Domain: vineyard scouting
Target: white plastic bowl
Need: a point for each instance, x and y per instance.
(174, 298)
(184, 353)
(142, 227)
-=-=-
### EXERCISE DESCRIPTION
What you give back should be exactly the lines of the entries above from the one containing "Target: white plastic bowl" to the end, and nothing more.

### THE COMPLETED TASK
Target: white plastic bowl
Need: a point for each instance, x and y per instance.
(174, 298)
(184, 353)
(142, 227)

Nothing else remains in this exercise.